[QUOTED PASSAGE]
----------------------------------------

3. Capture the full stash information for use in the snapshot description.

 $git stash list stash@{0}: On dev: Working on customer lookup when ticket ID 113245 was received  4. Take a new snapshot of the current state so we have a place to return to when the bug is fixed. Include the stash information in the snapshot description. 5. Restore the VM to the snapshot required to fix the bug. (In this case the snapshot created for the v1.0.1 code promotion.) 6. Restore the shared folder to the correct place3 for fixing the bug. $ git checkout -b b1.0.1-113245 tags/v1.0.1

7. Fix the bug…

8. Restore the VM to the snapshot made with our stash comment.

9. Restore the shared folder to the state that corresponds to the snapshot we just restored.

 $git checkout dev$ git stash list
stash@{0}: On dev: renaming serialized files
stash@{1}: On dev: Working on customer lookup when ticket ID 113245 was received
\$ git stash pop stash@{1}

Use snapshots with a clone

What if a co-worker can take on the bug fix while you continue to work on your current sprint? If that is the case, then we can simplify the process down to creating a clone VM for the co-worker.

1. Select the correct snapshot from the snapshots list. (In this case the snapshot created for the v1.0.1 code promotion.)

----------------------------------------

Point annotation records:
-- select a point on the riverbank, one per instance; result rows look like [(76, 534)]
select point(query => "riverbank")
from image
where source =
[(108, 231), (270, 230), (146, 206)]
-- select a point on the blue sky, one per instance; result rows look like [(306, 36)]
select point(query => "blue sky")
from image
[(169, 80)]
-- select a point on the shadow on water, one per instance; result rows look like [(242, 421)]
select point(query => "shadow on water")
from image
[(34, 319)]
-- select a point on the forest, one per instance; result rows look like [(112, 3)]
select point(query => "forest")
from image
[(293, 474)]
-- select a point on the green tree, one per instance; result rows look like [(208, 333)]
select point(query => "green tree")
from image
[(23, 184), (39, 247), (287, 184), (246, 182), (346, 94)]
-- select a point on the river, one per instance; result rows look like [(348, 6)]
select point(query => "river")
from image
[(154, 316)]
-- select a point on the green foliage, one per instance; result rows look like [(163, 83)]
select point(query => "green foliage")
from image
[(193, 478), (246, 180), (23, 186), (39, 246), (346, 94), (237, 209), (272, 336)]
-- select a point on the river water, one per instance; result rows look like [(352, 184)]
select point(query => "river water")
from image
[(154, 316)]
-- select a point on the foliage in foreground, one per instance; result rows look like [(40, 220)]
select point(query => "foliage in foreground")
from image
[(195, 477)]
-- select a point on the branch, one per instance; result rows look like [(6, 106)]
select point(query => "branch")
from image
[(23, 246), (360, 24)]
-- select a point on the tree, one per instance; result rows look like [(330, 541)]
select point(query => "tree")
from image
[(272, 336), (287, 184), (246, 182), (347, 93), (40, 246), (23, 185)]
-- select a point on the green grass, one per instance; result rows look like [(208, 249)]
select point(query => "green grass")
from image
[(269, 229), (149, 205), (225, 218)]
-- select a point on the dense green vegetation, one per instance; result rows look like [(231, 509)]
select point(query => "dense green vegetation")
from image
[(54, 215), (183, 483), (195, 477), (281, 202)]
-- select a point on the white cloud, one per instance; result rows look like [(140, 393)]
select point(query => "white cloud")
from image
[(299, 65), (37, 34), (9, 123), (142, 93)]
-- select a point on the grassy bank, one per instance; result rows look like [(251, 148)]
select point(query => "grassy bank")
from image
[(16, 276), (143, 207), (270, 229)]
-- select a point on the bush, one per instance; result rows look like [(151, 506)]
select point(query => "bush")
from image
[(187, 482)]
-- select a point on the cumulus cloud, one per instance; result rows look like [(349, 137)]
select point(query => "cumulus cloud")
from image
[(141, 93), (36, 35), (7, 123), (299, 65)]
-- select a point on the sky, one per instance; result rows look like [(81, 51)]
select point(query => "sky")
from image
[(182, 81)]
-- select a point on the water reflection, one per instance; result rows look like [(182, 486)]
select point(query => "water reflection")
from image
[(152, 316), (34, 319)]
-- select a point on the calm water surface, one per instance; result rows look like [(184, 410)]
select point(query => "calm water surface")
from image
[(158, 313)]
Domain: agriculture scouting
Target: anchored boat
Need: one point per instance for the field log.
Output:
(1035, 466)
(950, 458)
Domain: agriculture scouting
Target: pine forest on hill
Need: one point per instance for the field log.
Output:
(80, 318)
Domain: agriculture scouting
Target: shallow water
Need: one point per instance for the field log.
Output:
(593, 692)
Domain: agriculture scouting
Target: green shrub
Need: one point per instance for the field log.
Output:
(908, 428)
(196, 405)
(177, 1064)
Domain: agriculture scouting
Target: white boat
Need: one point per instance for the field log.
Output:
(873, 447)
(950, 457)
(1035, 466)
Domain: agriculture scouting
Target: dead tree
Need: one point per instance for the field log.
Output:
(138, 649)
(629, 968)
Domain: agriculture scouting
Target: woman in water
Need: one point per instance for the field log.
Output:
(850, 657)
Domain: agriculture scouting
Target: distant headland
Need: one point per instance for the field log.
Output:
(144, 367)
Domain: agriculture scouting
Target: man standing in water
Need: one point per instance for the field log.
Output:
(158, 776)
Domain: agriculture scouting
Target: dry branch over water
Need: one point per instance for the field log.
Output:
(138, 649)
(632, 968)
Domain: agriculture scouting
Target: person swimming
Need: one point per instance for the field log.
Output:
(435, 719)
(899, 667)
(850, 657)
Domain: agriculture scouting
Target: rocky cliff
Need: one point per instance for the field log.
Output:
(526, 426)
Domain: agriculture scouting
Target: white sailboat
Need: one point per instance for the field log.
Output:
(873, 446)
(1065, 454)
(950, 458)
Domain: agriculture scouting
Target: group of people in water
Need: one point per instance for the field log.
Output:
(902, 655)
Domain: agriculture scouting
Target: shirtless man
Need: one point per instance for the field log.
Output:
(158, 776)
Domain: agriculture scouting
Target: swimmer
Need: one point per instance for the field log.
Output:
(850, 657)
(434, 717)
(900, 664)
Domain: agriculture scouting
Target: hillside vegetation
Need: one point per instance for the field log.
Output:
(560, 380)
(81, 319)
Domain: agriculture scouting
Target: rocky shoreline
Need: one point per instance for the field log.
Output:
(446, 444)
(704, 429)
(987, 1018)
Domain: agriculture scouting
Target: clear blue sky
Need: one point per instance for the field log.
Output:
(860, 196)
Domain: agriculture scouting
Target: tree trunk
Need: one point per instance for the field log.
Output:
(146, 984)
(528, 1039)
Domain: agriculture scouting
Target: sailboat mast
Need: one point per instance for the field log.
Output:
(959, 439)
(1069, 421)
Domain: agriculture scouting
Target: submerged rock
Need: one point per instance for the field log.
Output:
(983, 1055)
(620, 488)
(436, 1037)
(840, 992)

----------------------------------------

[GIVEN REQUEST]
Decide whether each statement below agrees with the steps on git stashes and VM snapshots. Answer yes or no for each, quoting the words from those steps that settle it.
1. The snapshot restored for fixing the bug is the one created for the v1.0.1 code promotion.
2. The stash information should be kept out of the snapshot description.
3. If a co-worker can take on the bug fix, the process can be simplified to creating a clone VM for that co-worker.

[TASK OUTPUT]
1. Yes: "(In this case the snapshot created for the v1.0.1 code promotion.)"
2. No: "Include the stash information in the snapshot description."
3. Yes: "we can simplify the process down to creating a clone VM for the co-worker."